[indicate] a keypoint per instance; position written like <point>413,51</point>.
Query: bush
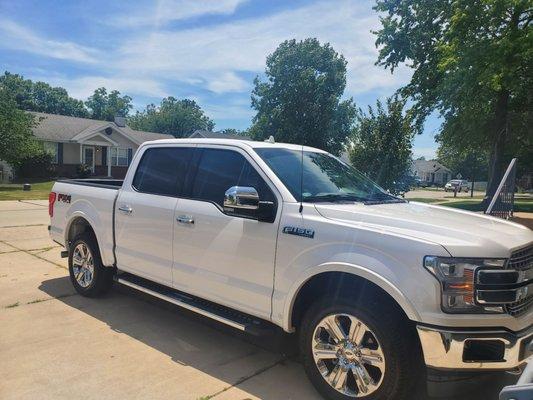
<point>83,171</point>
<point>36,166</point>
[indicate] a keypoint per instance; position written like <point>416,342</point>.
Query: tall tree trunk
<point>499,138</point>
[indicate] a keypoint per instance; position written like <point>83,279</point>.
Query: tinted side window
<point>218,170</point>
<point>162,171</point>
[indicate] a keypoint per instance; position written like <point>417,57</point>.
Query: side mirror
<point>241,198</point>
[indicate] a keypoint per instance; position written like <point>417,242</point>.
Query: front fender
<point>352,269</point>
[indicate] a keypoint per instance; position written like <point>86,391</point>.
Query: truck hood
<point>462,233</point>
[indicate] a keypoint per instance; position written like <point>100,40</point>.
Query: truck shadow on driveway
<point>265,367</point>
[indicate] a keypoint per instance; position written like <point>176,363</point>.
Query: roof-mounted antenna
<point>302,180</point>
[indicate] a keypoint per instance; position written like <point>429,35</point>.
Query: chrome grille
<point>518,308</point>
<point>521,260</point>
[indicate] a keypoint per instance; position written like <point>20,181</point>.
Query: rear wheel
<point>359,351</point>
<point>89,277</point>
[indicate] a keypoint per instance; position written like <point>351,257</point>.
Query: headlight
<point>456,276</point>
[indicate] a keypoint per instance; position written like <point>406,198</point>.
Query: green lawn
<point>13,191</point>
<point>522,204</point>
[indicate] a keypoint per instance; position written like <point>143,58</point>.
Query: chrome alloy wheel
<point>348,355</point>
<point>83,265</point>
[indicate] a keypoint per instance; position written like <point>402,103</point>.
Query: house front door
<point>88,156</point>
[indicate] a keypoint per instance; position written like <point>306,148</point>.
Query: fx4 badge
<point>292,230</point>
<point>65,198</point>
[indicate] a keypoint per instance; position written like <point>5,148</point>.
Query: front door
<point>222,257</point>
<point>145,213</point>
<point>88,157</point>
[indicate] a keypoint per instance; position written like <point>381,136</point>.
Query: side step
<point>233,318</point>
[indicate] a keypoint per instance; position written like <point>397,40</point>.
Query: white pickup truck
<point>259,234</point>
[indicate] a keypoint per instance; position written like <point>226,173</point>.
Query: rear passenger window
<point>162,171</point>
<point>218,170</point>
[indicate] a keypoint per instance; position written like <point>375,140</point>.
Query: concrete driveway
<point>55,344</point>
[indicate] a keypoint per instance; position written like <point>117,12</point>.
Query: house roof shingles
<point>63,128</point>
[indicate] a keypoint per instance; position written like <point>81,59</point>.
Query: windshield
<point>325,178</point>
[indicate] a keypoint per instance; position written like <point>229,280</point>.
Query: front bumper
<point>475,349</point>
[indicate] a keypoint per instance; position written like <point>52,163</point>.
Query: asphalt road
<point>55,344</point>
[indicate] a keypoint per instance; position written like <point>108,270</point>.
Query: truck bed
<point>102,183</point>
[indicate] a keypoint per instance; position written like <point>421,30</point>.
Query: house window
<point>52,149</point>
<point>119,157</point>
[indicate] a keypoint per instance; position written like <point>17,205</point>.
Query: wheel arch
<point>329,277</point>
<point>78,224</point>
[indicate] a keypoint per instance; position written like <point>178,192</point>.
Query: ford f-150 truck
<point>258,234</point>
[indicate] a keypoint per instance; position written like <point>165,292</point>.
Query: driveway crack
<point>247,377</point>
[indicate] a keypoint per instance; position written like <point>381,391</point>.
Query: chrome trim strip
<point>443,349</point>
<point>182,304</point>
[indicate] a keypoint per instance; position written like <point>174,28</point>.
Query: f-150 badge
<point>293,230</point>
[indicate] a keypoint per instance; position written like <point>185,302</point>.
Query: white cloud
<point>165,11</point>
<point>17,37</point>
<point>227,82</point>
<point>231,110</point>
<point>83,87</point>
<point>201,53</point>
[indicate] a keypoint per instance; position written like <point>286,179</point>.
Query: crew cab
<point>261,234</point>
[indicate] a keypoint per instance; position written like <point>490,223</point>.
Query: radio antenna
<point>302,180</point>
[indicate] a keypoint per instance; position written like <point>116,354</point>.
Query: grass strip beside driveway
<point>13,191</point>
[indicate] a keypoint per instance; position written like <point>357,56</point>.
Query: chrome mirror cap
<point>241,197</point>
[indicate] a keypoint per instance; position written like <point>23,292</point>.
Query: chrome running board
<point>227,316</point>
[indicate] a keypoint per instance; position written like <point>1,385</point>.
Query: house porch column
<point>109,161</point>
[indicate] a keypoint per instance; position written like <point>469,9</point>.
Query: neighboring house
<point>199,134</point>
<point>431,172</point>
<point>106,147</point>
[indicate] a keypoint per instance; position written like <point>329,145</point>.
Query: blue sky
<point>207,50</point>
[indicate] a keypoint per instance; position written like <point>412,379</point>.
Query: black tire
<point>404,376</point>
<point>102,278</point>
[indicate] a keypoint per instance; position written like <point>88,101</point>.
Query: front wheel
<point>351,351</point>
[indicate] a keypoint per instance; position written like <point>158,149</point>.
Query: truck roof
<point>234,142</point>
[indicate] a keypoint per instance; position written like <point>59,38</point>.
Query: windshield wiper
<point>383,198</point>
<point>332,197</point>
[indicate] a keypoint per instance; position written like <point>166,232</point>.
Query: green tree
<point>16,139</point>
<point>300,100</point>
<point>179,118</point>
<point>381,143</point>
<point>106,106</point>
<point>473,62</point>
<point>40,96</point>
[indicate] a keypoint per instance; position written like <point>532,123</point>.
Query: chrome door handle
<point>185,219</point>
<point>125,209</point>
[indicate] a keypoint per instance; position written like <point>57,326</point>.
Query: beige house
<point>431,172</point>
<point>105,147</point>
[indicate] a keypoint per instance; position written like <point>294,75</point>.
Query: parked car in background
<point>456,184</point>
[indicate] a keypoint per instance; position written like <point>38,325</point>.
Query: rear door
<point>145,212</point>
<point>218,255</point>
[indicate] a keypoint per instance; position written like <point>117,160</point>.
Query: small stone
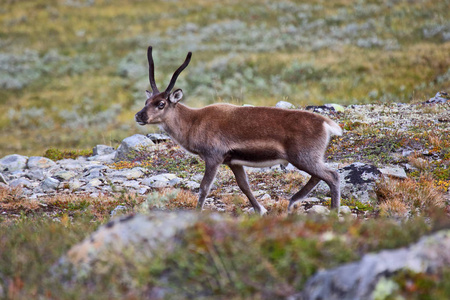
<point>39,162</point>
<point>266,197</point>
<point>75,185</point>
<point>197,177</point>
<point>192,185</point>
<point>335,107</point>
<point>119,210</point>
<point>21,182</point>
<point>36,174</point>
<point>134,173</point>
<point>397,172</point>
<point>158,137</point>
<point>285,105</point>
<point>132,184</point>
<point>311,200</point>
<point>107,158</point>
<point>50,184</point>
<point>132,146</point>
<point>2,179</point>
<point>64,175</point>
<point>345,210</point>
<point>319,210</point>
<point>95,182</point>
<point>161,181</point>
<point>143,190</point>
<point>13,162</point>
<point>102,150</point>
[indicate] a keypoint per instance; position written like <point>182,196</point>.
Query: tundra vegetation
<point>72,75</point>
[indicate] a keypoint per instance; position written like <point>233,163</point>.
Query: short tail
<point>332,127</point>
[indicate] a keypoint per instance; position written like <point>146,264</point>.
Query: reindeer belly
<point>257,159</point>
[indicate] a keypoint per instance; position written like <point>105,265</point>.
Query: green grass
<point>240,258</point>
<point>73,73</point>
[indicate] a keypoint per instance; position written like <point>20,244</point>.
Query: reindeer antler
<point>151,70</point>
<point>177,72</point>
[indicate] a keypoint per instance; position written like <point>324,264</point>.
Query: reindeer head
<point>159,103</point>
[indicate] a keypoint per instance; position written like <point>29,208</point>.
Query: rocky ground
^^^^^^^^
Copy all the data exactly as written, but skip any picture.

◆ Your response:
[indicate] a keypoint per instance; position written like <point>413,51</point>.
Query: bush
<point>83,171</point>
<point>36,166</point>
[indicate] a keypoint per instance; position written like <point>416,342</point>.
Query: tall tree trunk
<point>499,138</point>
[indicate] a keypoint per instance; position written like <point>83,279</point>.
Query: tinted side window
<point>218,170</point>
<point>162,171</point>
[indicate] a keypoint per instance; position written like <point>417,57</point>.
Query: side mirror
<point>241,198</point>
[indicate] a keypoint per instance; position written like <point>417,242</point>.
Query: front fender
<point>352,269</point>
[indicate] a keypoint per instance; position written like <point>86,391</point>.
Query: truck hood
<point>462,233</point>
[indicate] a keypoint per instance; position written like <point>100,40</point>.
Query: truck shadow on driveway
<point>265,367</point>
[indicate] a keypoint per instance; position written like <point>176,363</point>.
Query: roof-mounted antenna
<point>302,180</point>
[indicate] a keypoint per instance; position written like <point>429,35</point>.
Query: chrome grille
<point>518,308</point>
<point>521,260</point>
[indicate] a keypoint per instance; position written like <point>20,181</point>.
Query: rear wheel
<point>359,351</point>
<point>89,277</point>
[indicate] a keypoint per instance; position written like <point>351,257</point>.
Query: headlight
<point>456,276</point>
[indicate] a keypoint per instance; position written like <point>406,198</point>.
Query: green lawn
<point>13,191</point>
<point>522,204</point>
[indicate] a keypoint per instance; position written like <point>143,58</point>.
Query: chrome alloy wheel
<point>348,355</point>
<point>83,265</point>
[indicate] a keypoint per instance; position written like <point>402,103</point>.
Query: house front door
<point>88,156</point>
[indicate] a keypoint per instance; position written like <point>306,148</point>.
Query: fx4 badge
<point>292,230</point>
<point>65,198</point>
[indicate] a keypoint per instance; position written like <point>5,148</point>.
Query: front door
<point>222,257</point>
<point>145,213</point>
<point>88,157</point>
[indicate] a keypoint per instance; position written like <point>381,136</point>.
Query: side step
<point>233,318</point>
[indicate] a keypoint per instance; position written like <point>397,40</point>.
Query: white pickup truck
<point>259,234</point>
[indicate] a keypoint per instance; position written like <point>226,173</point>.
Query: rear passenger window
<point>162,171</point>
<point>218,170</point>
[indicate] a keypoint per instance; position written like <point>375,140</point>.
Query: concrete driveway
<point>55,344</point>
[indicate] a keypoint per instance; position written like <point>117,12</point>.
Query: house roof shingles
<point>63,128</point>
[indicate] a keypoint per instance; position written like <point>81,59</point>.
Query: windshield
<point>325,178</point>
[indicate] a keypoint per instance; position written like <point>229,280</point>.
Query: front bumper
<point>475,349</point>
[indicate] a keypoint per instance; position written like <point>52,163</point>.
Query: asphalt road
<point>55,344</point>
[indicate] a keypoint per instance; position written like <point>108,270</point>.
Query: truck bed
<point>102,183</point>
[indicate] a keypoint per instance; position written like <point>421,30</point>.
Query: house window
<point>52,149</point>
<point>119,157</point>
[indicate] a keypoint per instance; position written like <point>17,205</point>.
Query: wheel arch
<point>329,277</point>
<point>78,224</point>
[indicate] a keypoint per instance; position written like <point>178,192</point>.
Query: ford f-150 truck
<point>258,234</point>
[indicate] a keypoint per instance; position written like <point>165,292</point>.
Query: driveway crack
<point>247,377</point>
[indicate] a keypoint per instance; position written like <point>381,391</point>.
Query: chrome trim strip
<point>443,349</point>
<point>182,304</point>
[indicate] a keypoint per instance; position written like <point>174,28</point>.
Query: f-150 badge
<point>293,230</point>
[indicate] a keypoint per instance; position written like <point>185,302</point>.
Query: white cloud
<point>165,11</point>
<point>17,37</point>
<point>227,82</point>
<point>231,110</point>
<point>83,87</point>
<point>201,53</point>
[indicate] a keypoint per instance; position written like <point>286,179</point>.
Query: crew cab
<point>261,234</point>
[indicate] a keypoint per instance; position written like <point>490,223</point>.
Query: radio antenna
<point>302,180</point>
[indicate] a keypoint per instance; position written like <point>116,354</point>.
Query: grass strip beside driveway
<point>13,191</point>
[indicate] a keypoint per instance; position written like <point>357,56</point>.
Query: chrome mirror cap
<point>241,197</point>
[indicate] a keypoint per instance; position written like <point>23,292</point>.
Query: chrome running board
<point>227,316</point>
[indicate] a keypoint per instance; position written like <point>1,385</point>.
Query: house porch column
<point>109,161</point>
[indicate] a keypoint per instance; position written like <point>469,9</point>.
Query: neighboring house
<point>199,134</point>
<point>431,172</point>
<point>106,147</point>
[indicate] a keypoint per instance; position written like <point>329,145</point>.
Query: blue sky
<point>207,50</point>
[indicate] a keypoint per instance; position written like <point>412,379</point>.
Query: black tire
<point>404,376</point>
<point>102,278</point>
[indicate] a keypoint per instance; position written like <point>88,101</point>.
Query: front wheel
<point>351,351</point>
[indicate] a keypoint per instance; position written like <point>158,149</point>.
Query: truck roof
<point>234,142</point>
[indicate] a keypoint per instance; position written like <point>59,38</point>.
Query: windshield wiper
<point>383,198</point>
<point>332,197</point>
[indicate] a keypoint per instance; position written like <point>166,232</point>.
Query: green tree
<point>16,139</point>
<point>300,100</point>
<point>179,118</point>
<point>381,143</point>
<point>106,106</point>
<point>473,62</point>
<point>40,96</point>
[indicate] a keypoint per instance; position written like <point>532,123</point>.
Query: chrome door handle
<point>185,219</point>
<point>125,209</point>
[indicate] a keypoint per instance; position written like <point>57,326</point>.
Query: beige house
<point>431,172</point>
<point>105,147</point>
[indicate] a keypoint per instance; position written like <point>294,75</point>.
Query: parked car in background
<point>456,184</point>
[indicate] a keypoint per instance; position written like <point>38,325</point>.
Query: rear door
<point>145,212</point>
<point>218,255</point>
[indicate] a keypoint per instance; position written like <point>117,160</point>.
Query: small stone
<point>39,162</point>
<point>266,197</point>
<point>75,185</point>
<point>197,177</point>
<point>192,185</point>
<point>335,107</point>
<point>119,210</point>
<point>21,182</point>
<point>36,174</point>
<point>134,173</point>
<point>397,172</point>
<point>158,137</point>
<point>285,105</point>
<point>132,184</point>
<point>311,200</point>
<point>107,158</point>
<point>50,184</point>
<point>132,146</point>
<point>2,179</point>
<point>64,175</point>
<point>345,210</point>
<point>319,210</point>
<point>95,182</point>
<point>161,181</point>
<point>143,190</point>
<point>13,162</point>
<point>102,150</point>
[indicate] a keypoint per instance; position written like <point>182,196</point>.
Query: tundra vegetation
<point>72,75</point>
[indicate] a keypoint per instance; position written like <point>233,163</point>.
Query: short tail
<point>332,127</point>
[indicate] a keypoint per instance; position written like <point>146,264</point>.
Query: reindeer belly
<point>257,159</point>
[indicate] a keypoint per instance; position written like <point>105,265</point>.
Query: green grass
<point>240,258</point>
<point>73,73</point>
[indicate] a keypoint per instance; position written like <point>20,244</point>.
Query: reindeer antler
<point>151,70</point>
<point>177,72</point>
[indicate] a keypoint per instance; position written like <point>324,264</point>.
Query: reindeer head
<point>159,103</point>
[indicate] a keypoint per instance; position written like <point>29,208</point>.
Query: rocky ground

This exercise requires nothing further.